**Goal**
Rewrite the items from the line with "point: tree line" up to and including the line with "Query: tree line" as a numbered list, leaving out any blank lines.

**Data in this exercise**
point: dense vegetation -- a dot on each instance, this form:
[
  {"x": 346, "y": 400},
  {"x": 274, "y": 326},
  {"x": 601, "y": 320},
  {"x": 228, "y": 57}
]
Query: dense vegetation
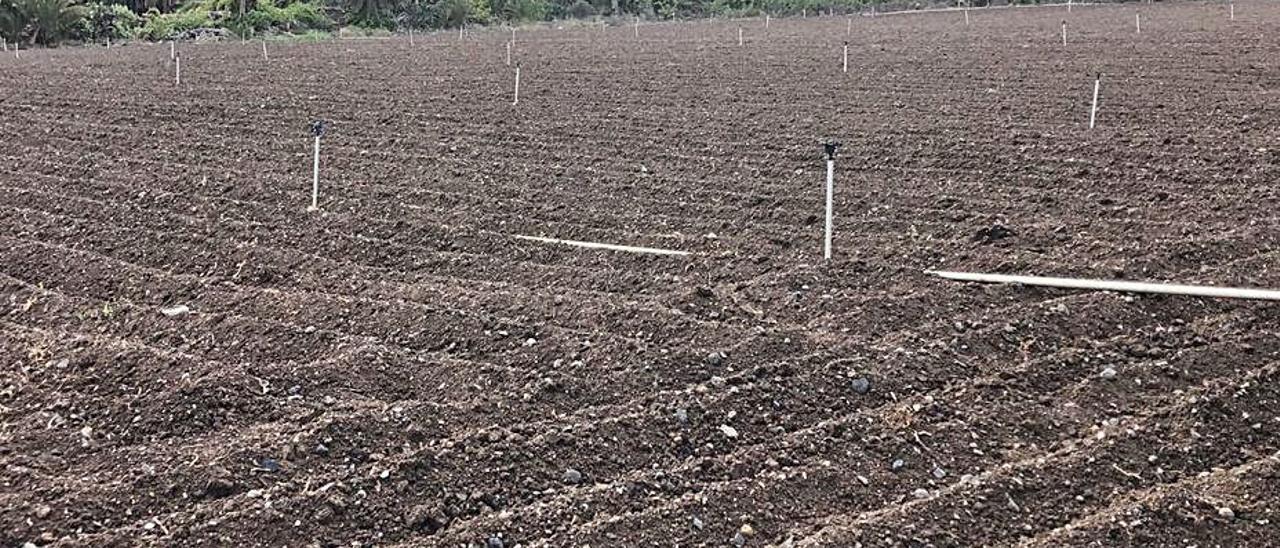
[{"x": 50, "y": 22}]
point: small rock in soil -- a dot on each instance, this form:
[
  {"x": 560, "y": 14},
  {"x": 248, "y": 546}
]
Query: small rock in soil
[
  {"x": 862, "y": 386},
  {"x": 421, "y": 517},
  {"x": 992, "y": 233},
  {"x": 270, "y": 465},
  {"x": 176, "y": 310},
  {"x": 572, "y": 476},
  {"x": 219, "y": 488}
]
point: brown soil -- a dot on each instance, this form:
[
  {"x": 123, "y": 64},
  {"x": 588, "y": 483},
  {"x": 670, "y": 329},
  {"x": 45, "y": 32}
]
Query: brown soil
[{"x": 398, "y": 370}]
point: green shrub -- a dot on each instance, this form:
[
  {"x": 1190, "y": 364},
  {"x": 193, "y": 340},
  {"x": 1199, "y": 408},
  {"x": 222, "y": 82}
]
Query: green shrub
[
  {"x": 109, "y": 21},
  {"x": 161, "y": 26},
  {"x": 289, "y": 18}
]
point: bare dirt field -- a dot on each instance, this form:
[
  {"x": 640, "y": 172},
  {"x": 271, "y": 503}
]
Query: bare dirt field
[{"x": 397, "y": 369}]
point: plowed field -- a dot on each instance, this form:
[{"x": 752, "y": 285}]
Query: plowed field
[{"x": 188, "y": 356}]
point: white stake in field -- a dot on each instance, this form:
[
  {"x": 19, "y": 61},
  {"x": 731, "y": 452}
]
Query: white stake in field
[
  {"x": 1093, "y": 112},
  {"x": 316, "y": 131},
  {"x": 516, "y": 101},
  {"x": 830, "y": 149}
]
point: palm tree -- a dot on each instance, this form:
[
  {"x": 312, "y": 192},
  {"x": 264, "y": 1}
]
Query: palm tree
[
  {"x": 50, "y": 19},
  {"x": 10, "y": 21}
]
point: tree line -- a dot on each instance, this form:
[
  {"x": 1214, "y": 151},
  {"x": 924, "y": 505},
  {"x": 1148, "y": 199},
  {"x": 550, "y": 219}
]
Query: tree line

* * *

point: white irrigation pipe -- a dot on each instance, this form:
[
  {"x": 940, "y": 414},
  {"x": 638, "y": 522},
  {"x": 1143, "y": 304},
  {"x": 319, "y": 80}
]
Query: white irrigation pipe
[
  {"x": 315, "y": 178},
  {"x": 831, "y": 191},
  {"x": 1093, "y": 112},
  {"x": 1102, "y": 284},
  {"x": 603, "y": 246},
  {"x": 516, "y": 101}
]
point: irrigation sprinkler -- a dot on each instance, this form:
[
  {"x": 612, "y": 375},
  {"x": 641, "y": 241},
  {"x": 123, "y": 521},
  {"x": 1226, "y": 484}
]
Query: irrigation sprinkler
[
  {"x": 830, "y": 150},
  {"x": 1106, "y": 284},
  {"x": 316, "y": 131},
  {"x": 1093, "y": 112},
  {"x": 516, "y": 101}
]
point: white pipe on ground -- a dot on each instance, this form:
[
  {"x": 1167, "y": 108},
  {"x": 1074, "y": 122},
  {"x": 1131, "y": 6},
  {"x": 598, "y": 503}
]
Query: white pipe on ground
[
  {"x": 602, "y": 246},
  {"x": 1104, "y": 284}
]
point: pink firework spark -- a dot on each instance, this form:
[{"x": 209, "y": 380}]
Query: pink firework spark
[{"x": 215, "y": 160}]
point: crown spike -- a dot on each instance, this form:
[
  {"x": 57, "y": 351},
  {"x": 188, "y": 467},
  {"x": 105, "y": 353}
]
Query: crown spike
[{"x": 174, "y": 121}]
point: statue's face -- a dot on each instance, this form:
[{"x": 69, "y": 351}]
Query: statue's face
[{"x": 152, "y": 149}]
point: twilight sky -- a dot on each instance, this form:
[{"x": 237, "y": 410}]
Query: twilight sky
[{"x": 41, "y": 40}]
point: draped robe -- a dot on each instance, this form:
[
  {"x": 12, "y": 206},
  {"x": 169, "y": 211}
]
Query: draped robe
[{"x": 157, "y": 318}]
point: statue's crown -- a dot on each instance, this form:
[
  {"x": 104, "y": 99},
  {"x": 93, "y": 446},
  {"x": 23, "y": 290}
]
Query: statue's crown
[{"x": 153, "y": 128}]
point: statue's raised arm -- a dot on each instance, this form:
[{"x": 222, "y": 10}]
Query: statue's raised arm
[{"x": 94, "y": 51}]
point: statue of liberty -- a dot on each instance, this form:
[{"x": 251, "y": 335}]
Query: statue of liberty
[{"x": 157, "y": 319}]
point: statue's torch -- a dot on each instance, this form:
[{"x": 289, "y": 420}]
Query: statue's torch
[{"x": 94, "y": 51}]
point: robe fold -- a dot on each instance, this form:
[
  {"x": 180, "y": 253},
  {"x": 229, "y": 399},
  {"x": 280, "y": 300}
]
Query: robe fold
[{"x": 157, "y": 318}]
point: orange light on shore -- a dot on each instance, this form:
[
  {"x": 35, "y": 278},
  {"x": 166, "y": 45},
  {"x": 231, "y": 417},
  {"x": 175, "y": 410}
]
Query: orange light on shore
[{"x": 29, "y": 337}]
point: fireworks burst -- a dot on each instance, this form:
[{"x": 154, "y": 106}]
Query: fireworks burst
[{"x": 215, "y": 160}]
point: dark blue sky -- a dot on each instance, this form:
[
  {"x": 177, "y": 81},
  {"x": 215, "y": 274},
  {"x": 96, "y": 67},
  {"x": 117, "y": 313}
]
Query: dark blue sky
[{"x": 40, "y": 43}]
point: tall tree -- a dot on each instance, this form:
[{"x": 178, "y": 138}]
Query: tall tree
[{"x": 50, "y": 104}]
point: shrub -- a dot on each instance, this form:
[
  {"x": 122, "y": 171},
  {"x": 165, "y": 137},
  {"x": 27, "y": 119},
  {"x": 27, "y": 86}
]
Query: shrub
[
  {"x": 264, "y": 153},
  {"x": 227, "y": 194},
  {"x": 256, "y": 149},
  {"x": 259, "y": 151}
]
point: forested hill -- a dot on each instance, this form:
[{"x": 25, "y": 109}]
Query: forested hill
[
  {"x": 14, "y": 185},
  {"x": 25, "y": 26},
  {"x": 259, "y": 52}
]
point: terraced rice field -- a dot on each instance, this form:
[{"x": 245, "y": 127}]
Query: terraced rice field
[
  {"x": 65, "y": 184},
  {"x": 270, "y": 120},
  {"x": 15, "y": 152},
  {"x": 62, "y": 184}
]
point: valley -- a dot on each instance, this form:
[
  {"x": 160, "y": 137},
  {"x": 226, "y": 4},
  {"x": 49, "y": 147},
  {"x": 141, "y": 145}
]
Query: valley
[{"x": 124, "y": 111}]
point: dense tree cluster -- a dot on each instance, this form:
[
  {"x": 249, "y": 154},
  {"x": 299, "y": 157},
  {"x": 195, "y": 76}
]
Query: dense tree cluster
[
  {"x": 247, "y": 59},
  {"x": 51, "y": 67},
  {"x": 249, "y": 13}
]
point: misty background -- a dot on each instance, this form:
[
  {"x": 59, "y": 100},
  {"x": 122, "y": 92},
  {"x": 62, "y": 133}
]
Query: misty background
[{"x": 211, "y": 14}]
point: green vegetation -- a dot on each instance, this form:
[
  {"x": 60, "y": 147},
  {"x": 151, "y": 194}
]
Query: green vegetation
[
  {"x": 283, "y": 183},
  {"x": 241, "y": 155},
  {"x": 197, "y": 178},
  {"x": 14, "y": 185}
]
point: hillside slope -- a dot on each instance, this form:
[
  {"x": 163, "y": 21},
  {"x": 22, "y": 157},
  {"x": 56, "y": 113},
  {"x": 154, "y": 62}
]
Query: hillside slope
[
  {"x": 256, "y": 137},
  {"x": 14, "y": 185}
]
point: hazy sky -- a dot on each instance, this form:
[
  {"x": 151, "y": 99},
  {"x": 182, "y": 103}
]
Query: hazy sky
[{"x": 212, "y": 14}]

**Full output**
1. point: tree line -- a dot on each instance, this form:
2. [
3.   {"x": 1214, "y": 151},
4.   {"x": 924, "y": 505},
5.   {"x": 1148, "y": 199},
6.   {"x": 550, "y": 219}
7. ]
8. Query: tree line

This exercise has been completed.